● **Tarefa a cumprir**: Prossiga o texto abaixo sobre a entrevista com Emanoel Araújo, começando logo após a última frase.

● **Texto apresentado**:

========================

[Paulicéia 046] Emanoel Araújo: "A questão do Museu Afro Brasil é ideológica"
O curador do Museu Afro Brasil fala sobre a importância do acervo como retrato da história do Brasil real
TL;DR 👉 Na entrevista de segunda-feira, o artista plástico, curador e intelectual baiano Emanoel Araújo falou sobre sua carreira como museólogo à frente da restauração da Pinacoteca do Estado e da criação do Museu Afro Brasil. No papo de hoje, para apoiadores do Paulicéia, Emanoel fala sobre a importância do museu como espaço de memória da real história do país.

========================

● **Conjunto de linhas**:
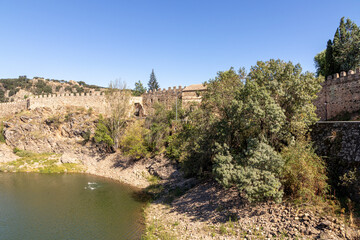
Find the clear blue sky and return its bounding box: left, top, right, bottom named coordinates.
left=0, top=0, right=360, bottom=88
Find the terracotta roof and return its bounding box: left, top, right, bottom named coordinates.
left=183, top=84, right=206, bottom=92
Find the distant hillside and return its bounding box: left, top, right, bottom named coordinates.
left=0, top=76, right=102, bottom=102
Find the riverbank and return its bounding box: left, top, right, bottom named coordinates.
left=0, top=144, right=360, bottom=239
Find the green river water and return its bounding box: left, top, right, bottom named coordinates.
left=0, top=173, right=143, bottom=240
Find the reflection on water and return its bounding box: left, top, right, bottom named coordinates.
left=0, top=173, right=143, bottom=240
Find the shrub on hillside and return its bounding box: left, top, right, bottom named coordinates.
left=0, top=122, right=5, bottom=143
left=94, top=115, right=114, bottom=151
left=120, top=120, right=149, bottom=159
left=281, top=140, right=328, bottom=201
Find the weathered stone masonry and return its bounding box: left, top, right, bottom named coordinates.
left=0, top=84, right=205, bottom=117
left=314, top=68, right=360, bottom=120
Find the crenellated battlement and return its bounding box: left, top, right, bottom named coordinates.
left=0, top=86, right=194, bottom=117
left=324, top=68, right=360, bottom=86
left=314, top=68, right=360, bottom=120
left=144, top=86, right=184, bottom=95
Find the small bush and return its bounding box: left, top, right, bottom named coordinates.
left=120, top=120, right=149, bottom=159
left=87, top=108, right=94, bottom=116
left=81, top=129, right=91, bottom=143
left=94, top=115, right=114, bottom=151
left=281, top=140, right=328, bottom=201
left=0, top=122, right=5, bottom=143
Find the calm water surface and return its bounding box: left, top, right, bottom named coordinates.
left=0, top=173, right=143, bottom=240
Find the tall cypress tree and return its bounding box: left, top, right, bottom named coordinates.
left=148, top=69, right=160, bottom=91
left=314, top=17, right=360, bottom=76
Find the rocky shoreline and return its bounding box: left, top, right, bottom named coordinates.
left=0, top=109, right=360, bottom=239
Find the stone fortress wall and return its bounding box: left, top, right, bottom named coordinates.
left=0, top=92, right=106, bottom=117
left=0, top=85, right=205, bottom=117
left=142, top=86, right=184, bottom=115
left=314, top=68, right=360, bottom=120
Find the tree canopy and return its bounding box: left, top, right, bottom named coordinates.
left=314, top=17, right=360, bottom=77
left=133, top=80, right=146, bottom=96
left=148, top=69, right=160, bottom=91
left=180, top=60, right=326, bottom=201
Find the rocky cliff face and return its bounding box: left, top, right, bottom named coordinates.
left=0, top=108, right=176, bottom=188
left=4, top=108, right=98, bottom=162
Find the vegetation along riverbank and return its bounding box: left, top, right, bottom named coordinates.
left=0, top=16, right=360, bottom=239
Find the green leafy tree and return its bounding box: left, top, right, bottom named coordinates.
left=183, top=60, right=321, bottom=201
left=148, top=69, right=160, bottom=91
left=120, top=120, right=149, bottom=159
left=314, top=17, right=360, bottom=76
left=133, top=80, right=146, bottom=96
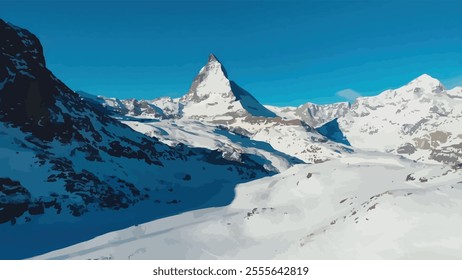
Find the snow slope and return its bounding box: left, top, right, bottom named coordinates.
left=0, top=20, right=274, bottom=258
left=37, top=153, right=462, bottom=259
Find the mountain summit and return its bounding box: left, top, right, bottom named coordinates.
left=180, top=54, right=276, bottom=119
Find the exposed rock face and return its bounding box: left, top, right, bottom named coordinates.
left=0, top=20, right=274, bottom=258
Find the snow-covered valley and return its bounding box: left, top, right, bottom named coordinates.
left=0, top=20, right=462, bottom=259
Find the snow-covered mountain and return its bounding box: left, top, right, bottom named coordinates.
left=38, top=152, right=462, bottom=259
left=338, top=74, right=462, bottom=165
left=93, top=54, right=351, bottom=164
left=266, top=102, right=350, bottom=127
left=0, top=20, right=274, bottom=258
left=0, top=20, right=462, bottom=259
left=180, top=54, right=276, bottom=121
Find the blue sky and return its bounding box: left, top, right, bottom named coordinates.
left=0, top=0, right=462, bottom=105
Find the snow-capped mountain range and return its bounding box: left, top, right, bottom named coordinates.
left=0, top=20, right=462, bottom=259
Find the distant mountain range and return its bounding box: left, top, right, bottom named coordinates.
left=0, top=20, right=462, bottom=259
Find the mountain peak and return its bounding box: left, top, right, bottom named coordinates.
left=209, top=53, right=220, bottom=62
left=180, top=54, right=276, bottom=117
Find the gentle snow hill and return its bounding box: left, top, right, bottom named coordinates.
left=36, top=153, right=462, bottom=259
left=265, top=102, right=350, bottom=127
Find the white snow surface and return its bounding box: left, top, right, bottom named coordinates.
left=37, top=152, right=462, bottom=259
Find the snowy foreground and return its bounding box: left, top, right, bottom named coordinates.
left=36, top=152, right=462, bottom=259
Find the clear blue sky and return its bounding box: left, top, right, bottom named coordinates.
left=0, top=0, right=462, bottom=105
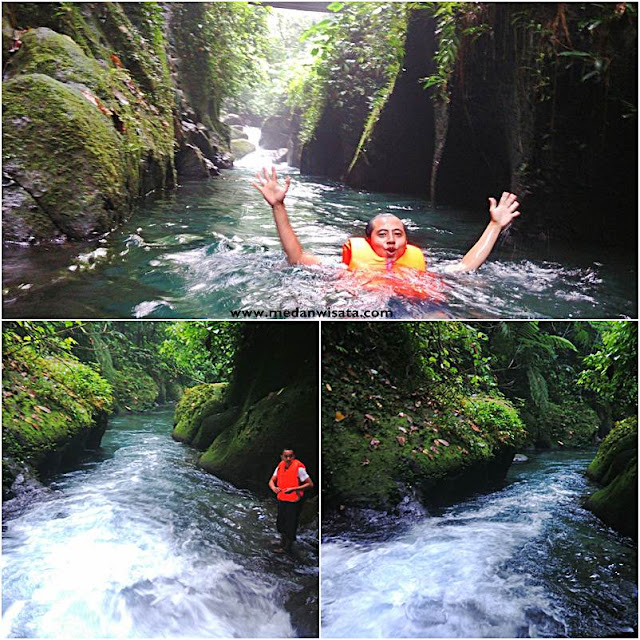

========================

● **Sua resposta**:
Em entrevista ao Paulicéia na semana passada, o curador da exposição fotográfica “Terra em Transe"1, Diógenes Moura, disse que "o Museu Afro é o melhor e mais importante museu do Brasil". Emanoel Araújo, é claro, concorda. "Esse é um museu de história, de arte e de memória. É um museu que fala da cultura brasileira, que toca na questão da autoestima e da exclusão social. É um museu que levanta para defender a negrada que está aqui. A nossa negrada, minha e de todos os negros do Brasil. Essa questão é ideológica. O Museu Afro Brasil tem a ideologia de ser uma instituição que guarda essa memória, por isso é muito visitado por estrangeiros: é um museu de reflexão. Não é um museu de contemplação, aqui não tem Picasso, Rodin, Renoir, nada disso. Isso é o MASP, que às vezes quer ser o Museu Afro Brasil".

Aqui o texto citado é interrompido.